WHAT TO DO —
1) Reproduce the part of the SAR tutorial starting at "# SAR Tutorial" and ending at "demonstration is used.".
2) Carry the SAR tutorial forward from its final line.

SUPPLIED PASSAGE —
# SAR Tutorial

This tutorial shows some of the features of the SAR module. For installation of the tools, please refer to the main [README.md](../README.md). The same data set as for the tools demonstration is used.

The code is based on the [RDKit Cookbook](http://www.rdkit.org/docs/Cookbook.html) and the [paper](https://jcheminf.springeropen.com/articles/10.1186/1758-2946-5-43) by Sereina and Greg.

An example similarity map output is shown [here](./sim_map.html).

**Note:** Some features (like the progressbar) are only correctly displayed when the notebook is actually run, not when it is just displayed in NBviewer. 

In [1]:
%reload_ext autoreload
%autoreload 2
def warn(*args, **kwargs):
    pass  # to suppress sklearn warnings

import warnings
warnings.filterwarnings("ignore")
warnings.warn = warn

from rdkit.Chem import AllChem as Chem
from rdkit.Chem import Draw
from rdkit.Chem.Draw import IPythonConsole

try:
    Draw.DrawingOptions.atomLabelFontFace = "DejaVu Sans"

RECORDS SHOWN —
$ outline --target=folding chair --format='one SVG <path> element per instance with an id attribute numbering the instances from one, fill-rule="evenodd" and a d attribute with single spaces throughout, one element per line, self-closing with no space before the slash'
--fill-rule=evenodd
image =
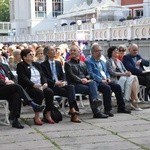
<path id="1" fill-rule="evenodd" d="M 10 122 L 9 122 L 9 119 L 8 119 L 9 109 L 8 109 L 7 100 L 0 100 L 0 106 L 3 107 L 4 110 L 5 110 L 5 118 L 4 118 L 4 120 L 0 120 L 0 123 L 4 124 L 4 125 L 10 125 Z"/>

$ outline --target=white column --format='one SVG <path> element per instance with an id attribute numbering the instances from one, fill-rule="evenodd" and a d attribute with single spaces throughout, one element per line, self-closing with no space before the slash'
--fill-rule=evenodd
<path id="1" fill-rule="evenodd" d="M 121 5 L 121 0 L 114 0 L 114 2 L 118 5 Z"/>
<path id="2" fill-rule="evenodd" d="M 150 0 L 143 0 L 143 16 L 150 17 Z"/>

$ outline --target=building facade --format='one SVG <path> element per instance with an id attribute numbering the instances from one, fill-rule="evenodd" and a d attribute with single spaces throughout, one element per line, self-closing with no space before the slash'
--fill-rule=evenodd
<path id="1" fill-rule="evenodd" d="M 62 24 L 64 21 L 64 19 L 58 19 L 58 16 L 70 12 L 75 5 L 77 7 L 82 4 L 88 6 L 98 4 L 100 6 L 104 1 L 111 0 L 10 0 L 11 29 L 15 30 L 16 35 L 32 35 L 39 31 L 54 30 L 56 25 Z M 112 1 L 128 7 L 132 17 L 150 17 L 150 0 Z M 68 13 L 68 15 L 70 14 Z M 90 15 L 89 17 L 94 16 L 94 14 Z M 74 19 L 77 17 L 78 14 L 74 16 Z M 68 19 L 72 21 L 71 18 Z"/>

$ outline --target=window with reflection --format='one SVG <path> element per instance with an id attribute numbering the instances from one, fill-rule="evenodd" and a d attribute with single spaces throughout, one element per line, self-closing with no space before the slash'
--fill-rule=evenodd
<path id="1" fill-rule="evenodd" d="M 52 0 L 52 15 L 57 17 L 63 13 L 63 0 Z"/>
<path id="2" fill-rule="evenodd" d="M 46 0 L 35 0 L 35 17 L 46 17 Z"/>

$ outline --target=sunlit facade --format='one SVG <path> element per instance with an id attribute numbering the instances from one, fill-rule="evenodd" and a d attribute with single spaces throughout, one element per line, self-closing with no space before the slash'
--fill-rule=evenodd
<path id="1" fill-rule="evenodd" d="M 15 29 L 16 35 L 35 34 L 38 31 L 53 30 L 56 24 L 61 24 L 64 19 L 69 19 L 58 18 L 70 12 L 75 5 L 77 7 L 82 4 L 94 6 L 95 3 L 100 6 L 101 2 L 104 1 L 111 0 L 10 0 L 11 28 Z M 132 17 L 150 17 L 149 0 L 112 1 L 120 6 L 128 7 L 130 10 L 129 15 Z M 85 17 L 97 17 L 96 11 L 94 12 L 95 15 L 87 12 Z M 70 14 L 68 13 L 68 15 Z M 78 18 L 78 13 L 75 14 L 74 18 Z"/>

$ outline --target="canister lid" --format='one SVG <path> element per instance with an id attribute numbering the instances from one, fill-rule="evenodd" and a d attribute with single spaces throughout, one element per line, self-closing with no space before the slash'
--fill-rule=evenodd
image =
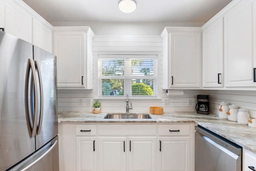
<path id="1" fill-rule="evenodd" d="M 238 109 L 238 107 L 235 106 L 234 105 L 230 105 L 228 106 L 228 108 L 230 109 Z"/>
<path id="2" fill-rule="evenodd" d="M 241 108 L 238 109 L 239 111 L 248 111 L 248 109 L 244 109 L 244 108 Z"/>
<path id="3" fill-rule="evenodd" d="M 220 103 L 220 104 L 224 106 L 227 106 L 228 105 L 229 105 L 229 103 L 227 103 L 225 101 L 223 101 L 222 102 Z"/>

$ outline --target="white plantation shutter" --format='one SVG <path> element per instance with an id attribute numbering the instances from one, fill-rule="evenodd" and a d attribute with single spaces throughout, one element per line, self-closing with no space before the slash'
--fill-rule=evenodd
<path id="1" fill-rule="evenodd" d="M 156 97 L 156 55 L 100 55 L 100 96 Z"/>

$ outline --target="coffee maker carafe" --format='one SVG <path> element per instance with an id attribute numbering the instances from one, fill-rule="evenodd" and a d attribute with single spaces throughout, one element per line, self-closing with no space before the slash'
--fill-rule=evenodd
<path id="1" fill-rule="evenodd" d="M 197 103 L 196 110 L 198 113 L 208 114 L 210 112 L 209 95 L 204 94 L 197 95 Z"/>

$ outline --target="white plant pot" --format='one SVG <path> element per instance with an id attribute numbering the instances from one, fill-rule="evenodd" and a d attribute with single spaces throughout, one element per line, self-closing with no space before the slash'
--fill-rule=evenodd
<path id="1" fill-rule="evenodd" d="M 100 107 L 94 107 L 94 110 L 95 111 L 99 111 L 100 110 Z"/>

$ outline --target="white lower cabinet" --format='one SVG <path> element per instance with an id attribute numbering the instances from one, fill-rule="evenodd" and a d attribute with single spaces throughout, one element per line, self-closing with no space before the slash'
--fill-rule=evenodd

ANSWERS FOR THE TASKS —
1)
# SAR Tutorial

This tutorial shows some of the features of the SAR module. For installation of the tools, please refer to the main [README.md](../README.md). The same data set as for the tools demonstration is used.

2)
    Draw.DrawingOptions.atomLabelFontSize = 18
except KeyError:  # Font "DejaVu Sans" is not available
    pass

from rdkit_ipynb_tools import tools, pipeline as p, sar

misc_tools.apl_tools                          (commit: fa4ebb2 ( 2017-08-10 13:32:35 ))
rdkit_ipynb_tools.tools                       (commit: 8ae2d3f ( 2017-10-25 16:42:41 ))
- no local installation of JSME found, using web version.
> interactive IPython session.
rdkit_ipynb_tools.sar                         (commit: 8ae2d3f ( 2017-10-25 16:42:41 ))


## Example Data Set
Endothelin Receptor A (ET-A) Antagonists from [ChEMBL](https://www.ebi.ac.uk/chembl/), downloaded as tab-separated file on 31-Aug-2016, gzipped.

### Preparation
Count the lines and display the first line

In [2]:
!zcat chembl_et-a_antagonists.txt.gz | wc -l
print()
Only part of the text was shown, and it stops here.